_SOURCE RECORDS_.
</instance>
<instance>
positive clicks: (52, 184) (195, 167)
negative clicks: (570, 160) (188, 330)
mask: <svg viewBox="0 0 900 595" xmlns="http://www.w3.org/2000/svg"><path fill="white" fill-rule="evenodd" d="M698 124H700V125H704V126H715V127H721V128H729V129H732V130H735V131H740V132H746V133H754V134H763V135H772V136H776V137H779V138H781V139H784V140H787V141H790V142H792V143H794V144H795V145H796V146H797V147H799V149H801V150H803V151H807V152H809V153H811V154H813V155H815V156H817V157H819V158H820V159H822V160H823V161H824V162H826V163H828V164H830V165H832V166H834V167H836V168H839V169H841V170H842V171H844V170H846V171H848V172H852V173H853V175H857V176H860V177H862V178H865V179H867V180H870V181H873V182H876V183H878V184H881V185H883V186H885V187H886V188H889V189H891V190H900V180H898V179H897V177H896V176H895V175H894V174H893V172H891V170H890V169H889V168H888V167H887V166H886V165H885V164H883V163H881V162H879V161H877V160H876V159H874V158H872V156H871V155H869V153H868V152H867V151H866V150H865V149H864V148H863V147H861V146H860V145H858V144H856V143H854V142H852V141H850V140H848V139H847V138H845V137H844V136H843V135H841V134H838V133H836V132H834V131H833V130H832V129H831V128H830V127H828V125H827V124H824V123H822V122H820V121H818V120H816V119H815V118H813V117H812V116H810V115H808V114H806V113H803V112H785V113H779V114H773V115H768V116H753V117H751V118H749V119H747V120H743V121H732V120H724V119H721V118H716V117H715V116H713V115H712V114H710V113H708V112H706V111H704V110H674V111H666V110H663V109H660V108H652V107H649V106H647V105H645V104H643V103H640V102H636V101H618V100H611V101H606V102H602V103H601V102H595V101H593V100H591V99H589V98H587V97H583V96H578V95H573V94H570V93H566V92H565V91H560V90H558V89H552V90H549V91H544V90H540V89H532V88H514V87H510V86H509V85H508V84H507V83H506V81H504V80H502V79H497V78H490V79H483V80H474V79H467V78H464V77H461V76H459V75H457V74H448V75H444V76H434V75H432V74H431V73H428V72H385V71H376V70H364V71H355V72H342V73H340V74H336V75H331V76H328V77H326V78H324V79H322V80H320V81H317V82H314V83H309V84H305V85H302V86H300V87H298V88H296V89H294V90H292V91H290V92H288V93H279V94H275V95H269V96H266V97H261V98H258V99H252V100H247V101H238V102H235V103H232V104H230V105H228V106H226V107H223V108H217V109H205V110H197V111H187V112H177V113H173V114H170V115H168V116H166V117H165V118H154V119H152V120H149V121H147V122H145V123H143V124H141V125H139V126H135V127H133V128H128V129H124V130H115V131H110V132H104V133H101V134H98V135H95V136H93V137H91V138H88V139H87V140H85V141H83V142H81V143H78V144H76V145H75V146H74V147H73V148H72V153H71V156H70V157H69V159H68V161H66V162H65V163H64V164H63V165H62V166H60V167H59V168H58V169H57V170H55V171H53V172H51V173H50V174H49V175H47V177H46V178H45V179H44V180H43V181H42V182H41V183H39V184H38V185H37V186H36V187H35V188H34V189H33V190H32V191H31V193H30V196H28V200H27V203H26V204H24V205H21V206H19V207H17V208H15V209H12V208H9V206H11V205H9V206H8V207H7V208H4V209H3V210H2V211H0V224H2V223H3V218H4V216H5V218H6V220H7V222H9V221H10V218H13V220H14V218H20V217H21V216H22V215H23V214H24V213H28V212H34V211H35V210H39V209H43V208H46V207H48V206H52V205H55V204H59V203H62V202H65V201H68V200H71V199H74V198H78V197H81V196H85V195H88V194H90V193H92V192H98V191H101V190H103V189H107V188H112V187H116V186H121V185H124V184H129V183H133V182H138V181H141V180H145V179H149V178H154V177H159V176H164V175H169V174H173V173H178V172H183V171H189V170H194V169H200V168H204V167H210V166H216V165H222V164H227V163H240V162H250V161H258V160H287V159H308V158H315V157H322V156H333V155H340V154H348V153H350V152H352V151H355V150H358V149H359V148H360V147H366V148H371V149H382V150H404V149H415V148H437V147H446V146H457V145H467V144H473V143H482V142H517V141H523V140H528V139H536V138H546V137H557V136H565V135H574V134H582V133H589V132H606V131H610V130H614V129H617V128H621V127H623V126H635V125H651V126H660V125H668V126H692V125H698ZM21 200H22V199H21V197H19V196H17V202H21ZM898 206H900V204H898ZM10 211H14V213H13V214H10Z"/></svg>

_PROBLEM DETAILS_. Copy out all of the material above line for line, keeping every character unchanged.

_RESPONSE BOX_.
</instance>
<instance>
positive clicks: (52, 184) (195, 167)
negative clicks: (570, 160) (188, 330)
mask: <svg viewBox="0 0 900 595" xmlns="http://www.w3.org/2000/svg"><path fill="white" fill-rule="evenodd" d="M698 124H700V125H704V126H715V127H721V128H729V129H732V130H735V131H740V132H746V133H754V134H763V135H772V136H776V137H779V138H781V139H784V140H787V141H790V142H792V143H794V144H795V145H796V146H797V147H799V149H801V150H803V151H807V152H809V153H811V154H813V155H815V156H817V157H819V158H820V159H822V160H823V161H824V162H826V163H828V164H830V165H832V166H834V167H836V168H839V169H841V170H842V171H844V170H846V171H848V172H852V173H853V175H857V176H860V177H862V178H865V179H867V180H870V181H873V182H876V183H878V184H881V185H883V186H885V187H886V188H889V189H891V190H900V180H898V179H897V177H896V176H895V175H894V174H893V172H891V170H890V169H889V168H888V167H887V166H886V165H885V164H883V163H881V162H879V161H877V160H876V159H874V158H872V156H871V155H869V153H868V152H867V151H866V150H865V149H864V148H863V147H861V146H860V145H858V144H856V143H854V142H852V141H850V140H848V139H847V138H845V137H844V136H843V135H841V134H838V133H836V132H834V131H833V130H832V129H831V128H830V127H828V125H827V124H824V123H822V122H820V121H818V120H816V119H815V118H813V117H812V116H810V115H808V114H806V113H803V112H785V113H779V114H773V115H768V116H753V117H751V118H749V119H747V120H743V121H732V120H724V119H721V118H716V117H715V116H713V115H712V114H710V113H708V112H706V111H704V110H674V111H666V110H663V109H660V108H652V107H649V106H647V105H645V104H643V103H640V102H636V101H618V100H611V101H606V102H602V103H601V102H595V101H593V100H591V99H589V98H587V97H583V96H578V95H573V94H570V93H566V92H565V91H560V90H558V89H552V90H549V91H544V90H540V89H532V88H514V87H510V86H509V85H508V84H507V83H506V81H504V80H502V79H497V78H490V79H483V80H474V79H467V78H464V77H461V76H459V75H457V74H448V75H444V76H434V75H432V74H431V73H428V72H385V71H376V70H364V71H355V72H342V73H340V74H336V75H331V76H328V77H326V78H324V79H322V80H320V81H317V82H314V83H309V84H305V85H302V86H300V87H298V88H296V89H294V90H292V91H290V92H288V93H279V94H275V95H269V96H266V97H261V98H258V99H252V100H247V101H238V102H235V103H232V104H230V105H228V106H226V107H223V108H217V109H205V110H197V111H187V112H177V113H173V114H170V115H168V116H166V117H165V118H154V119H152V120H149V121H147V122H145V123H143V124H141V125H139V126H135V127H133V128H128V129H124V130H115V131H110V132H104V133H101V134H98V135H95V136H93V137H91V138H88V139H87V140H85V141H83V142H81V143H78V144H76V145H75V146H74V147H73V148H72V153H71V156H70V157H69V159H68V161H66V162H65V163H64V164H63V165H62V166H60V167H59V168H58V169H57V170H55V171H53V172H51V173H50V174H49V175H47V177H46V178H45V179H44V180H43V181H42V182H41V183H39V184H38V185H37V186H36V187H35V188H34V189H33V190H32V191H31V193H30V196H28V200H27V203H26V204H24V205H21V206H19V207H17V208H15V209H12V208H9V206H11V205H9V206H8V207H7V208H4V209H3V210H2V211H0V224H2V223H3V218H4V216H5V218H6V220H7V222H9V221H10V218H13V220H14V218H20V217H21V216H22V215H23V214H24V213H28V212H34V211H35V210H39V209H43V208H46V207H48V206H52V205H55V204H59V203H62V202H65V201H68V200H71V199H74V198H78V197H81V196H85V195H88V194H90V193H92V192H98V191H101V190H103V189H107V188H112V187H116V186H121V185H124V184H129V183H133V182H138V181H141V180H145V179H149V178H154V177H159V176H164V175H169V174H173V173H178V172H183V171H189V170H194V169H200V168H204V167H210V166H216V165H222V164H227V163H240V162H250V161H258V160H287V159H308V158H315V157H322V156H333V155H340V154H348V153H350V152H352V151H355V150H358V149H359V148H360V147H366V148H371V149H382V150H404V149H415V148H437V147H446V146H457V145H467V144H473V143H482V142H517V141H523V140H528V139H536V138H546V137H557V136H565V135H574V134H582V133H589V132H606V131H610V130H614V129H617V128H621V127H623V126H635V125H651V126H660V125H668V126H692V125H698ZM21 200H22V199H21V197H19V196H17V202H21ZM898 206H900V204H898ZM10 211H14V213H13V214H10Z"/></svg>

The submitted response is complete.